Materials provided START
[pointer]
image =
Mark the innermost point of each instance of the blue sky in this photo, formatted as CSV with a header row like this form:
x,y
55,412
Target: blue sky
Materials provided END
▶ [What is required]: A faithful copy of every record is required; output it in full.

▶ [Response to the exercise]:
[pointer]
image =
Mark the innermost point of each instance of the blue sky in this photo, formatted as CSV with a header row like this form:
x,y
55,412
Target: blue sky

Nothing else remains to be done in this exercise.